[Part of a data file]
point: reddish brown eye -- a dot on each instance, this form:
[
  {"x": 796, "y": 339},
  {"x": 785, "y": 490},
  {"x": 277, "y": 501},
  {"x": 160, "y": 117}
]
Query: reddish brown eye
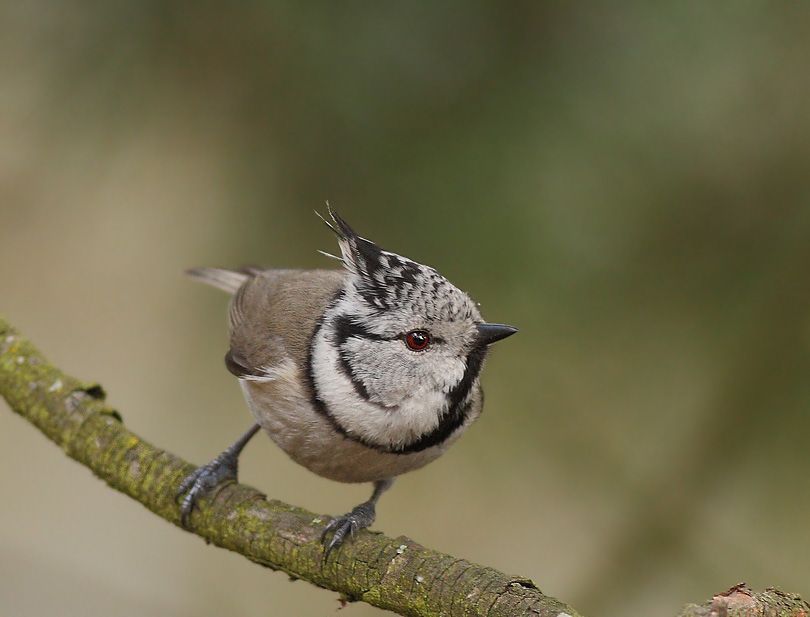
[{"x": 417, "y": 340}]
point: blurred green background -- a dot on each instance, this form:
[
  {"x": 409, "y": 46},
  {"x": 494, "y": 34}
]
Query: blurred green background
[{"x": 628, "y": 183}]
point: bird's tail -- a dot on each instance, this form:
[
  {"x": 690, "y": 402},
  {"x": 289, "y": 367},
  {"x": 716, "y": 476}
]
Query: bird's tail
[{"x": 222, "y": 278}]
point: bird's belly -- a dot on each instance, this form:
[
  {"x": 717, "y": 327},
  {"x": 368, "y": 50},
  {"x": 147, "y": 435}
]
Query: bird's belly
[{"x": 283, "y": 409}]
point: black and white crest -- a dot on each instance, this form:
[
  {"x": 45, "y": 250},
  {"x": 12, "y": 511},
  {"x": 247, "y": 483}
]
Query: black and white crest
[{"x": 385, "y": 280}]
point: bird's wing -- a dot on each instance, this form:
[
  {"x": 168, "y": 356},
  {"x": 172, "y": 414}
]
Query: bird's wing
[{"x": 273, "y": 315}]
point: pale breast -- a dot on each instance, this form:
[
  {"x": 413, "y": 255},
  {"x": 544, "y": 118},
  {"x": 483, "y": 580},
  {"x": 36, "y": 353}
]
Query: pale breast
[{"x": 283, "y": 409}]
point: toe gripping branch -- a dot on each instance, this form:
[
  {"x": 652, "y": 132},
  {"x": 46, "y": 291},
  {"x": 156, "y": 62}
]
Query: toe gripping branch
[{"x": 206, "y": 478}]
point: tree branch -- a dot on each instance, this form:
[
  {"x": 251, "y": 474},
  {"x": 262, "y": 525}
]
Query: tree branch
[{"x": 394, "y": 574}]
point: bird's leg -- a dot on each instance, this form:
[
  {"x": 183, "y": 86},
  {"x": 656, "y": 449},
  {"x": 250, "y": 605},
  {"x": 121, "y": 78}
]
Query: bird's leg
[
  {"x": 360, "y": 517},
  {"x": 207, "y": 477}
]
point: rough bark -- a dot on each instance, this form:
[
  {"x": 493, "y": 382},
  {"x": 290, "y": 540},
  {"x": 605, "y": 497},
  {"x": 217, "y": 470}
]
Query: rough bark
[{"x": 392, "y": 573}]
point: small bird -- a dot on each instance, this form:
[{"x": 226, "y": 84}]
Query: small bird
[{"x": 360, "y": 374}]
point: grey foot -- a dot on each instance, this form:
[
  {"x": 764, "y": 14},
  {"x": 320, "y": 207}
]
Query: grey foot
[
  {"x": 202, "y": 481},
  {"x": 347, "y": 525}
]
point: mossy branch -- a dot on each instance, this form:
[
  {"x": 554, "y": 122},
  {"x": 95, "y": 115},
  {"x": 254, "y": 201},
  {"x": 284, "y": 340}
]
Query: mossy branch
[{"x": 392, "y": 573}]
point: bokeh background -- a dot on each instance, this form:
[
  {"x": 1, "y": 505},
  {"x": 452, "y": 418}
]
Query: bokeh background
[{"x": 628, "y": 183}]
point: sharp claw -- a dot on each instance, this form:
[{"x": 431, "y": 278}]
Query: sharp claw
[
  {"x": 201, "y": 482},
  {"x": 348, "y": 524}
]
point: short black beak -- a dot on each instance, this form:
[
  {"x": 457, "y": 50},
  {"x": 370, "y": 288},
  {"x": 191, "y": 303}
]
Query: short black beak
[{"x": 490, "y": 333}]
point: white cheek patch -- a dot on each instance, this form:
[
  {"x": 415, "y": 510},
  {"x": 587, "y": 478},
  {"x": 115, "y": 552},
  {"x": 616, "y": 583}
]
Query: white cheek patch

...

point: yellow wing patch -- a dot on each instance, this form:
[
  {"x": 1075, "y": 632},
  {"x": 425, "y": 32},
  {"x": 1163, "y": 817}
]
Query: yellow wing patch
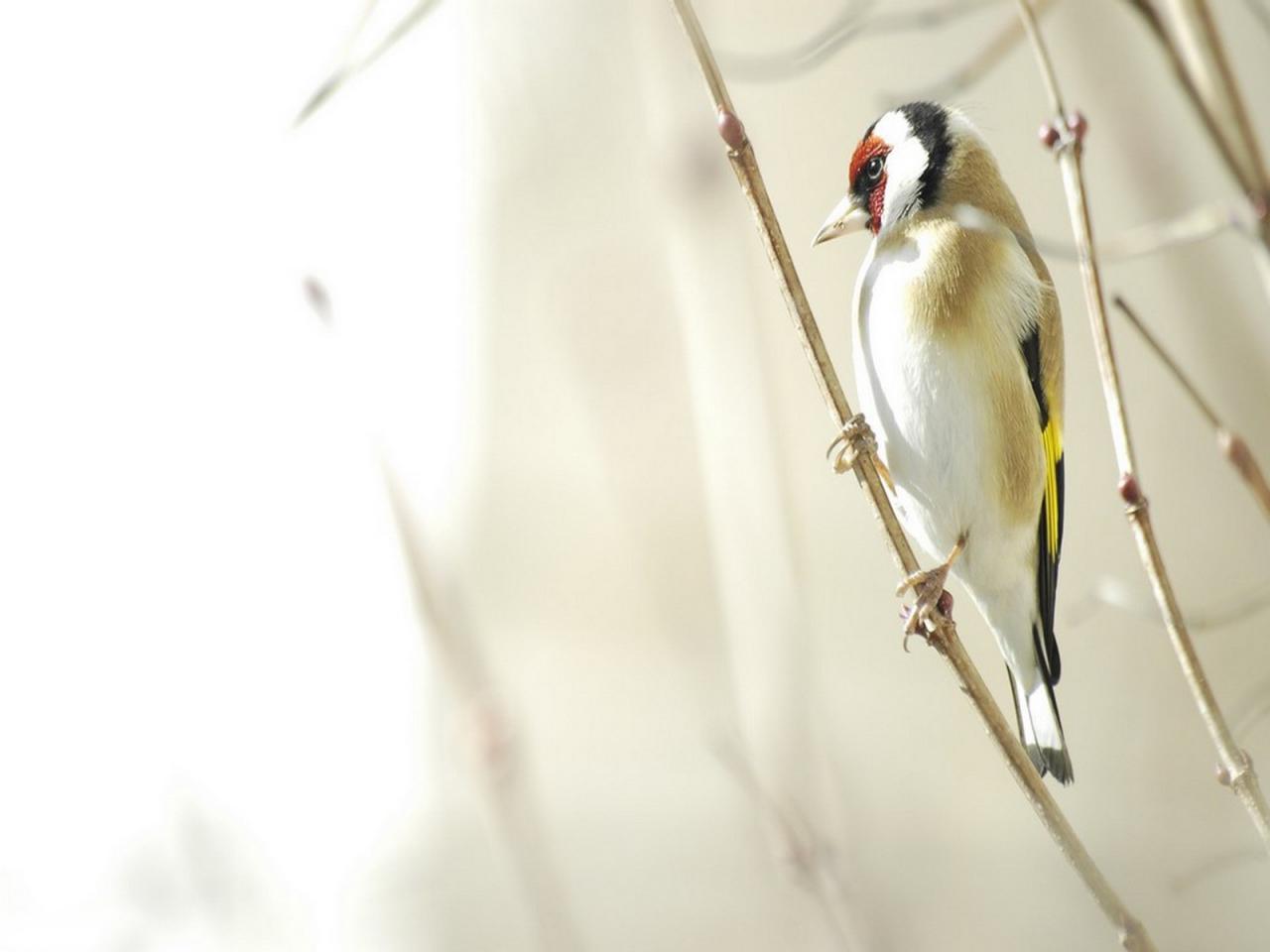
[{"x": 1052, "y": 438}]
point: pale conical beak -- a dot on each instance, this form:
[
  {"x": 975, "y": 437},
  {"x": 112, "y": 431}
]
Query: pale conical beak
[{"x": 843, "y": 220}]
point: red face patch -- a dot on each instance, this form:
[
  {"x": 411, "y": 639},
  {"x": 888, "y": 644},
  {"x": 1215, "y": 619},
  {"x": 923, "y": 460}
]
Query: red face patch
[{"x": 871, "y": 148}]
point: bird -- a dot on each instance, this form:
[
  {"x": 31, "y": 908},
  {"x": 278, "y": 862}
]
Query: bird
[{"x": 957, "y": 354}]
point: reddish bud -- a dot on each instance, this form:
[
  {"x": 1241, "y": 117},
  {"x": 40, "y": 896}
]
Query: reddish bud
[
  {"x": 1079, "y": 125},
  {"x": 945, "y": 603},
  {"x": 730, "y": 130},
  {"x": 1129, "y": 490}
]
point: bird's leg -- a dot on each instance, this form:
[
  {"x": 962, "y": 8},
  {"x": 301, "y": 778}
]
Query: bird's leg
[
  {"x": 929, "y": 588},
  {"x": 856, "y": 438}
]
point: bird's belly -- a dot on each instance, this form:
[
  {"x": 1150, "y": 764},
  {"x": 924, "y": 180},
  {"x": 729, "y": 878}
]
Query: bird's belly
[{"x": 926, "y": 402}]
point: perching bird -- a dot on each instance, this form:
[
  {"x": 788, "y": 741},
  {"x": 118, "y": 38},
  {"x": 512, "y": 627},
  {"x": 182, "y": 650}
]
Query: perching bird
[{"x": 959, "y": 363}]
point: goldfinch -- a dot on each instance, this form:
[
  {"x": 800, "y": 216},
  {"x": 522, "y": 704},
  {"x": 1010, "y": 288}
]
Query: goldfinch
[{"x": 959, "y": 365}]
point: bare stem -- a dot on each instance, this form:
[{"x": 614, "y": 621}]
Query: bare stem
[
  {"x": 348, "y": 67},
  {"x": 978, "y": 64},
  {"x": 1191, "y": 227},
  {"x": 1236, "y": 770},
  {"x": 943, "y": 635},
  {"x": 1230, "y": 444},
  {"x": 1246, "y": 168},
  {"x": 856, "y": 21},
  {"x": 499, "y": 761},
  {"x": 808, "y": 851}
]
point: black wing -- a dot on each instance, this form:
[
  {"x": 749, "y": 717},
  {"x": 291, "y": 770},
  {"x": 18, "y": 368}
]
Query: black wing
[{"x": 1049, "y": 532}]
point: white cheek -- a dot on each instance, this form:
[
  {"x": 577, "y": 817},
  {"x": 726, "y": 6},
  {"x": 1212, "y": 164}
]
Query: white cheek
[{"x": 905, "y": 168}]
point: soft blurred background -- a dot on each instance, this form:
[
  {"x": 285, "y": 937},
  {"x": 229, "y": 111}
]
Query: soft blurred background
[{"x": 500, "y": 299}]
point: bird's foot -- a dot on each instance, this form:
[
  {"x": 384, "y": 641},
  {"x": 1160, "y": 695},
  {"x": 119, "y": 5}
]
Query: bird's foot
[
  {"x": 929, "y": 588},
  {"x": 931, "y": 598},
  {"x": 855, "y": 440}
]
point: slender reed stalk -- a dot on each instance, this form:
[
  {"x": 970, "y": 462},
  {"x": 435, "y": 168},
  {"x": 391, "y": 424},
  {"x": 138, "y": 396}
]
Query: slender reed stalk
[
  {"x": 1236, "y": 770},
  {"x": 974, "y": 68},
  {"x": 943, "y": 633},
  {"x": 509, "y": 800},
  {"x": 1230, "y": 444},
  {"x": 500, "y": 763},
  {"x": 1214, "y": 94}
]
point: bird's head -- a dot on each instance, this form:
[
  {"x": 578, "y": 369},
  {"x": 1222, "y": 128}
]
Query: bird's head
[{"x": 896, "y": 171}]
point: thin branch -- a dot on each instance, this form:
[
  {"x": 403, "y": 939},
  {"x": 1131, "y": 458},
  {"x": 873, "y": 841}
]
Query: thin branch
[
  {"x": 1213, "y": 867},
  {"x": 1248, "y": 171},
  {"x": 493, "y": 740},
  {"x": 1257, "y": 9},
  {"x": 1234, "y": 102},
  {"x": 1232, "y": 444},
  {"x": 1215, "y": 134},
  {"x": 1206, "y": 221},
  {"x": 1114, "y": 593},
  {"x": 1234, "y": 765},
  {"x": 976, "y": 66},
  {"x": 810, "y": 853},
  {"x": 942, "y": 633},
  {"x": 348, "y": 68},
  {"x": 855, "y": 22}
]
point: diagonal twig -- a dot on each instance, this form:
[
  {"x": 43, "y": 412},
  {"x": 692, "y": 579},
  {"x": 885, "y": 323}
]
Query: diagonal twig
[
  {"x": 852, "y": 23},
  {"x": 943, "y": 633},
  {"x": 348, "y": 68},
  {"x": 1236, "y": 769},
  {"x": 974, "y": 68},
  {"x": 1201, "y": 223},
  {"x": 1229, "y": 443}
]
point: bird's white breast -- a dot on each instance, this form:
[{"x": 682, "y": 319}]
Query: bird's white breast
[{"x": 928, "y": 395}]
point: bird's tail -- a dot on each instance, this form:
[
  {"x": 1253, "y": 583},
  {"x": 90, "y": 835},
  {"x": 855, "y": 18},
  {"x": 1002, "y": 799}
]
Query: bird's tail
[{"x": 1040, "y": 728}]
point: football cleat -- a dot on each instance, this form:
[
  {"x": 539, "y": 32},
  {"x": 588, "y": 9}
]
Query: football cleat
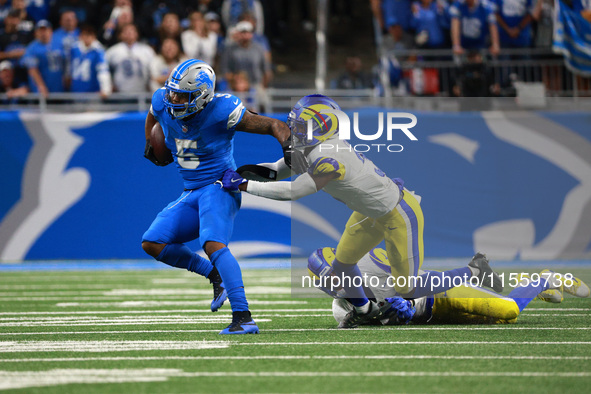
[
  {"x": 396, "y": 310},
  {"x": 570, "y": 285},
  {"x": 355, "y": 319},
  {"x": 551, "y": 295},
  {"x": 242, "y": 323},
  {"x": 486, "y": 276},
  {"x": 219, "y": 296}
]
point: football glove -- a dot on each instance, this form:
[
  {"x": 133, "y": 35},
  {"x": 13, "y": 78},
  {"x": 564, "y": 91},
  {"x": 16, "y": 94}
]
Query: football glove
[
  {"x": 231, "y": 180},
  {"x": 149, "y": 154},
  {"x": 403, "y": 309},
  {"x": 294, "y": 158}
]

*Your objective*
Count how many rows above contain the string "small", with case counting, and reply with only the number.

*Written solution*
2